Atividade A: Reescreva o trecho do texto sobre o golpe da troca de malas que vai de "Em investigação, a" até "toda a ação.", trocando "quadrilha" por "organização criminosa".
Atividade B: Resuma em duas frases o texto sobre o golpe da troca de malas.

7 dicas de como se proteger contra o golpe da troca de malas nos aeroportos

7 dicas de como se proteger contra o golpe da troca de malas nos aeroportos

O caso das duas brasileiras presas na Alemanha após terem a etiqueta das suas malas trocadas no Aeroporto de Guarulhos reacendeu um alerta e uma dúvida: é possível se proteger contra esse tipo de crime?

No dia 4 de março, as duas passageiras embarcaram no Aeroporto Santa Genoveva em Goiânia, onde despacharam as suas bagagens. Elas iam para a Europa, mas com conexão em São Paulo – e foi justamente no Aeroporto de Guarulhos que os criminosos tiraram as etiquetas das malas originais e as colocaram em outras duas bagagens com 40 kg de cocaína no total. Ao chegarem em Frankfurt, na Alemanha, as goianas foram presas acusadas de tráfico internacional de drogas.

Em investigação, a Polícia Federal brasileira comprovou que uma quadrilha tem agido no Aeroporto Internacional de São Paulo para enviar drogas para a Europa. Em imagens mostradas no domingo no programa Fantástico, da Rede Globo, é possível ver como os funcionários terceirizados agiram na área de segurança que tem acesso restrito, mesmo diante das câmeras de segurança que flagraram toda a ação.

Mesmo negando que as malas eram suas, as brasileiras foram detidas pela polícia alemã e estão presas há mais de um mês. Nesta terça-feira, o Ministério Público da Alemanha autorizou a liberação das duas. Um outro caso parecido aconteceu em Paris no mês passado, mas a passageira (também de Goiás) foi apreendida e logo solta.

Aqui no Brasil, seis pessoas já foram presas pela PF por terem participado do ato criminoso. As imagens obtidas pelo Fantástico são claras ao mostrar o esquema da quadrilha e realmente preocupam outros passageiros: será que isso pode acontecer de novo?

Após esse caso, a concessionária que administra o Aeroporto de Guarulhos deve reforçar o esquema para evitar novas situações parecidas. Em nota, a GRU Airport afirma que “quando ocorre um incidente, se reúne com as autoridades policiais para discutir melhorias nos protocolos de segurança.

A PF também confirma que precisa melhorar a segurança. “Existe uma atuação permanente da Polícia Federal dentro dos aeroportos, mas a divisão de trabalho é muito delineada. Com certeza, esse caso emblemático nos traz uma provocação necessária de revitalização desses sistemas de segurança”, disse Marcela Rodrigues, superintendente da Polícia Federal em Goiás, segundo matéria do Estadão.

Registros fornecidos:
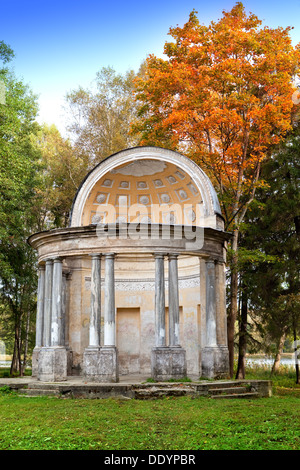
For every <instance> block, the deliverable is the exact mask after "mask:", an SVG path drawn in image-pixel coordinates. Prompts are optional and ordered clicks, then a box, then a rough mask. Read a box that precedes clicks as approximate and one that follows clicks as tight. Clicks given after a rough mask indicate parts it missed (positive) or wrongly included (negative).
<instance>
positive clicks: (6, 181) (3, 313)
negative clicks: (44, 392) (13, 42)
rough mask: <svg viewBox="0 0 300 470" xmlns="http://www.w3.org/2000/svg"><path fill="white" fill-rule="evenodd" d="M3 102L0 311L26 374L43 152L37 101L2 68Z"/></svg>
mask: <svg viewBox="0 0 300 470" xmlns="http://www.w3.org/2000/svg"><path fill="white" fill-rule="evenodd" d="M0 58H1V60H2V62H3V64H6V63H7V62H9V61H10V60H11V59H12V58H13V52H12V51H11V49H10V48H9V46H7V45H6V44H5V43H4V42H3V41H1V43H0ZM0 80H1V81H2V83H4V85H5V100H3V101H2V102H1V103H0V181H1V185H0V240H1V242H0V296H1V312H2V314H4V316H5V319H6V320H7V322H6V324H5V327H6V326H7V327H9V326H12V330H10V332H11V336H12V338H13V341H14V355H13V361H12V371H13V370H18V371H19V372H20V373H23V366H24V364H22V362H21V355H22V353H23V359H24V351H25V355H26V349H27V346H28V338H29V333H30V325H31V324H30V319H32V317H33V312H34V310H35V302H36V299H35V288H36V273H35V254H34V253H33V251H32V249H31V248H30V247H29V246H28V244H27V243H26V239H27V237H28V235H29V233H30V232H31V230H32V227H33V226H34V219H33V214H32V211H31V204H32V201H33V198H34V196H35V187H36V174H37V171H38V167H37V161H38V158H39V152H37V151H36V149H35V148H34V147H33V145H32V134H35V133H36V132H37V130H38V125H37V123H36V122H35V117H36V114H37V104H36V98H35V97H34V95H33V94H32V93H31V91H30V90H29V88H28V87H27V86H26V85H25V84H24V83H23V82H22V81H21V80H18V79H17V78H16V77H15V76H14V74H13V73H12V72H11V71H10V69H9V67H7V66H6V67H2V68H1V71H0Z"/></svg>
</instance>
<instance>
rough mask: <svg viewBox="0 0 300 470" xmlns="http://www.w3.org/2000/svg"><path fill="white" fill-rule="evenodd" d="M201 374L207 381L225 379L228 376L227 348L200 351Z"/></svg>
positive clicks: (212, 346) (215, 348)
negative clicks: (210, 380) (221, 378)
mask: <svg viewBox="0 0 300 470" xmlns="http://www.w3.org/2000/svg"><path fill="white" fill-rule="evenodd" d="M201 362H202V374H201V377H206V378H208V379H213V378H222V377H223V378H226V377H228V375H229V354H228V349H227V347H225V346H224V347H222V346H210V347H206V348H204V349H202V351H201Z"/></svg>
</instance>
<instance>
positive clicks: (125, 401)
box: [0, 370, 300, 450]
mask: <svg viewBox="0 0 300 470" xmlns="http://www.w3.org/2000/svg"><path fill="white" fill-rule="evenodd" d="M251 373H252V374H254V371H253V370H252V371H249V373H248V375H246V378H259V379H261V378H265V379H266V378H268V379H269V378H270V377H269V376H268V377H266V375H263V374H264V372H263V371H262V372H261V374H260V376H259V374H258V372H257V371H256V374H254V375H255V377H250V375H251ZM272 379H273V378H272ZM299 392H300V388H299V386H295V385H294V376H293V375H291V376H289V374H288V373H282V374H281V375H279V376H277V377H275V378H274V396H273V397H271V398H259V399H252V400H247V399H232V400H212V399H209V398H205V397H199V398H194V399H193V398H190V397H180V398H164V399H159V400H153V401H139V400H115V399H106V400H91V399H90V400H88V399H87V400H85V399H59V398H51V397H39V398H33V397H24V396H18V395H16V394H15V393H14V392H10V393H8V392H7V391H5V390H3V391H2V392H0V419H1V427H0V450H6V449H8V450H17V449H19V450H31V449H33V450H72V449H74V450H92V449H95V450H299V448H300V426H299V403H300V402H299V397H300V394H299Z"/></svg>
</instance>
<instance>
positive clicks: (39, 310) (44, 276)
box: [32, 265, 45, 377]
mask: <svg viewBox="0 0 300 470" xmlns="http://www.w3.org/2000/svg"><path fill="white" fill-rule="evenodd" d="M44 297H45V266H44V265H40V266H39V277H38V292H37V311H36V337H35V348H34V350H33V351H32V377H36V376H37V374H38V357H39V352H40V349H41V347H42V346H43V330H44Z"/></svg>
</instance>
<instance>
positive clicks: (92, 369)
mask: <svg viewBox="0 0 300 470" xmlns="http://www.w3.org/2000/svg"><path fill="white" fill-rule="evenodd" d="M83 373H84V376H85V377H86V379H87V380H89V381H92V382H109V383H116V382H118V381H119V370H118V350H117V348H115V347H113V346H111V347H109V346H107V347H102V348H86V350H85V352H84V356H83Z"/></svg>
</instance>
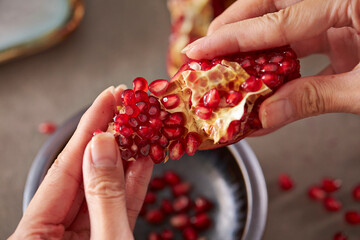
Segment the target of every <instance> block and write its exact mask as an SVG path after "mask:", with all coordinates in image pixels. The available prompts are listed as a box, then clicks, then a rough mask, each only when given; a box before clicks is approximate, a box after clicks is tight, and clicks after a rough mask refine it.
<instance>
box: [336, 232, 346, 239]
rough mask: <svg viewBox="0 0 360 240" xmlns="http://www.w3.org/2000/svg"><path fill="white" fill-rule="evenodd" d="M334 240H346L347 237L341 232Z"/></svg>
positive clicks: (336, 233)
mask: <svg viewBox="0 0 360 240" xmlns="http://www.w3.org/2000/svg"><path fill="white" fill-rule="evenodd" d="M333 239H334V240H347V236H346V235H345V234H344V233H342V232H337V233H335V235H334V238H333Z"/></svg>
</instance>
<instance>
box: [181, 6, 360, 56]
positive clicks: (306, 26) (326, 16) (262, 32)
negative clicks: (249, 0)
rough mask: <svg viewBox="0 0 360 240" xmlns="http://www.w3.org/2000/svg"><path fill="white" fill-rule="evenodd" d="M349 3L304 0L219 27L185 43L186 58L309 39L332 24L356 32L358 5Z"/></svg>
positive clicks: (225, 54)
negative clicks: (280, 9)
mask: <svg viewBox="0 0 360 240" xmlns="http://www.w3.org/2000/svg"><path fill="white" fill-rule="evenodd" d="M351 2H355V1H349V0H347V1H343V0H334V1H321V0H305V1H303V2H299V3H297V4H294V5H292V6H290V7H288V8H285V9H282V10H280V11H278V12H276V13H269V14H266V15H264V16H262V17H257V18H252V19H247V20H244V21H240V22H236V23H231V24H227V25H225V26H222V27H221V28H219V29H218V30H216V31H215V32H214V33H213V34H211V35H209V36H206V37H204V38H201V39H199V40H197V41H195V42H194V43H192V44H190V45H188V46H187V47H186V48H185V49H184V50H183V52H184V53H186V55H187V56H188V57H189V58H194V59H201V58H206V59H211V58H214V57H216V56H221V55H227V54H232V53H236V52H244V51H252V50H259V49H266V48H272V47H277V46H283V45H287V44H291V43H295V42H298V41H300V40H306V39H311V38H314V37H316V36H319V35H320V34H321V33H323V32H325V31H326V30H327V29H329V28H331V27H343V26H351V27H354V28H356V29H357V30H358V31H359V30H360V24H358V23H357V20H356V16H357V14H358V12H359V10H358V8H357V5H358V4H357V5H356V4H353V5H351V4H350V3H351ZM349 9H350V10H351V11H349ZM335 13H336V14H335ZM349 14H352V15H351V16H350V15H349ZM352 17H353V18H354V19H352Z"/></svg>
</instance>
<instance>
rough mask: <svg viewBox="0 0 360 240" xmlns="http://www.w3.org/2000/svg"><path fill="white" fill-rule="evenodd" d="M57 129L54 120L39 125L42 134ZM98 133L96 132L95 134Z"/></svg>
mask: <svg viewBox="0 0 360 240" xmlns="http://www.w3.org/2000/svg"><path fill="white" fill-rule="evenodd" d="M55 130H56V124H55V123H53V122H43V123H40V124H39V126H38V131H39V132H40V133H42V134H52V133H53V132H55ZM95 135H96V134H95Z"/></svg>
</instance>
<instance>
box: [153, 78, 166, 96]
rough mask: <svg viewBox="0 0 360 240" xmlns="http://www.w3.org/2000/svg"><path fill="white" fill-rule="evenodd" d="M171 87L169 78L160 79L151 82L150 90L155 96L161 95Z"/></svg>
mask: <svg viewBox="0 0 360 240" xmlns="http://www.w3.org/2000/svg"><path fill="white" fill-rule="evenodd" d="M168 87H169V82H168V80H165V79H158V80H155V81H153V82H152V83H150V84H149V91H150V92H151V93H152V94H154V95H155V96H157V97H158V96H161V95H162V94H164V93H165V92H166V90H167V89H168Z"/></svg>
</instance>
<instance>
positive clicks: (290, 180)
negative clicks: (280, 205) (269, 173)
mask: <svg viewBox="0 0 360 240" xmlns="http://www.w3.org/2000/svg"><path fill="white" fill-rule="evenodd" d="M279 186H280V188H281V189H282V190H284V191H288V190H290V189H292V188H293V187H294V182H293V180H292V179H291V178H290V176H289V175H287V174H280V176H279Z"/></svg>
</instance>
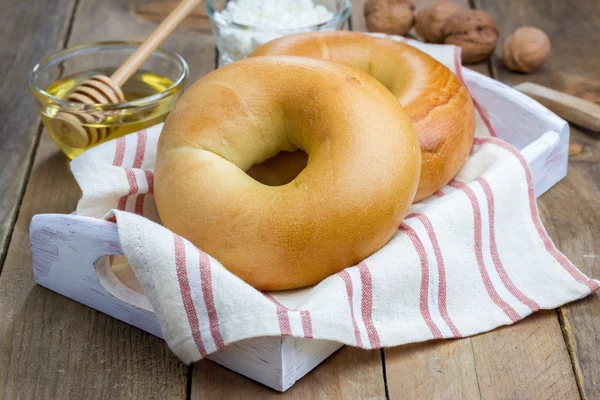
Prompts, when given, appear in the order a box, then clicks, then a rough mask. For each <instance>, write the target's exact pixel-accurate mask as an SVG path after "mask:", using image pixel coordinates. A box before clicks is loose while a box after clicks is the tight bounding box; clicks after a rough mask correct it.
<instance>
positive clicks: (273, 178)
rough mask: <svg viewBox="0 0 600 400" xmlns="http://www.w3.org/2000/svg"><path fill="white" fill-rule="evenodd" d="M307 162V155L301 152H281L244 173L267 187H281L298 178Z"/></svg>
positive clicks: (305, 167) (300, 150)
mask: <svg viewBox="0 0 600 400" xmlns="http://www.w3.org/2000/svg"><path fill="white" fill-rule="evenodd" d="M307 162H308V155H307V154H306V153H305V152H303V151H301V150H296V151H294V152H288V151H281V152H279V153H278V154H277V155H275V156H274V157H271V158H269V159H268V160H266V161H264V162H262V163H260V164H254V165H253V166H252V167H250V169H249V170H248V171H246V173H247V174H248V175H249V176H250V177H251V178H253V179H254V180H256V181H258V182H260V183H262V184H263V185H268V186H282V185H285V184H288V183H290V182H291V181H293V180H294V178H296V177H297V176H298V174H299V173H300V172H302V170H303V169H304V168H306V163H307Z"/></svg>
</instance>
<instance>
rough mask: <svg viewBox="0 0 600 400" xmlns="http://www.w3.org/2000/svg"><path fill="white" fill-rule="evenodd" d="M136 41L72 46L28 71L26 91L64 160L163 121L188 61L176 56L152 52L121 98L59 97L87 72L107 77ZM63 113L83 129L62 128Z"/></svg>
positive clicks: (111, 72) (186, 76)
mask: <svg viewBox="0 0 600 400" xmlns="http://www.w3.org/2000/svg"><path fill="white" fill-rule="evenodd" d="M139 44H140V43H138V42H126V41H118V42H99V43H90V44H84V45H79V46H74V47H71V48H69V49H66V50H62V51H59V52H56V53H54V54H52V55H50V56H48V57H46V58H44V59H43V60H42V61H41V62H40V63H39V64H37V65H36V66H35V67H33V69H32V70H31V71H30V72H29V76H28V86H29V90H30V91H31V93H32V94H33V96H34V98H35V103H36V106H37V108H38V111H39V113H40V115H41V116H42V120H43V122H44V125H45V126H46V128H47V130H48V132H49V134H50V136H51V137H52V139H54V141H55V142H56V143H57V144H58V146H59V147H60V148H61V150H62V151H63V152H64V153H65V154H66V155H67V156H68V157H69V158H71V159H73V158H75V157H76V156H77V155H79V154H81V153H82V152H83V151H85V150H86V149H88V148H90V147H93V146H96V145H98V144H100V143H103V142H105V141H107V140H111V139H114V138H116V137H119V136H123V135H126V134H128V133H132V132H136V131H139V130H141V129H145V128H149V127H150V126H152V125H156V124H158V123H160V122H163V121H164V120H165V118H166V117H167V114H168V113H169V111H170V110H171V107H172V106H173V104H174V103H175V100H177V98H178V97H179V96H180V94H181V93H182V89H183V87H184V86H185V84H186V82H187V78H188V66H187V63H186V62H185V60H184V59H183V58H182V57H181V56H180V55H179V54H176V53H170V52H166V51H163V50H156V51H154V52H153V53H152V54H151V55H150V57H148V59H147V60H146V61H145V62H144V63H143V64H142V65H141V67H140V68H139V69H138V71H137V72H136V73H135V74H134V75H133V76H132V77H131V78H129V80H128V81H127V82H125V84H124V85H123V86H122V88H121V89H122V90H123V92H124V94H125V102H121V103H113V104H82V103H76V102H71V101H67V100H64V99H65V98H66V96H67V94H68V93H69V92H70V91H71V90H72V89H74V88H75V87H77V86H79V85H80V84H81V83H82V82H83V81H85V80H87V79H89V78H91V77H92V76H94V75H98V74H100V75H105V76H110V75H111V74H112V73H113V72H114V71H115V70H116V68H118V67H119V66H120V65H121V64H122V63H123V62H124V61H125V60H126V59H127V58H128V57H129V56H130V55H131V54H132V53H133V52H134V51H135V50H136V49H137V47H138V46H139ZM67 114H68V115H67ZM65 115H66V117H69V118H73V119H74V118H77V120H78V121H79V122H81V123H80V124H79V123H78V125H79V126H81V128H82V130H79V131H80V132H83V133H81V134H80V135H74V133H73V132H72V131H70V130H68V129H67V130H63V131H61V130H60V126H61V122H64V120H65V119H66V117H65ZM75 133H76V132H75ZM82 138H83V139H84V140H82Z"/></svg>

Resultado A:
Em investigação, a Polícia Federal brasileira comprovou que uma organização criminosa tem agido no Aeroporto Internacional de São Paulo para enviar drogas para a Europa. Em imagens mostradas no domingo no programa Fantástico, da Rede Globo, é possível ver como os funcionários terceirizados agiram na área de segurança que tem acesso restrito, mesmo diante das câmeras de segurança que flagraram toda a ação.

Resultado B: Duas brasileiras foram presas em Frankfurt, na Alemanha, porque criminosos colocaram as etiquetas de suas malas em outras duas bagagens no Aeroporto de Guarulhos, com 40 kg de cocaína no total. A Polícia Federal comprovou que uma quadrilha age no aeroporto e já prendeu seis pessoas, e o Ministério Público da Alemanha autorizou a liberação das duas.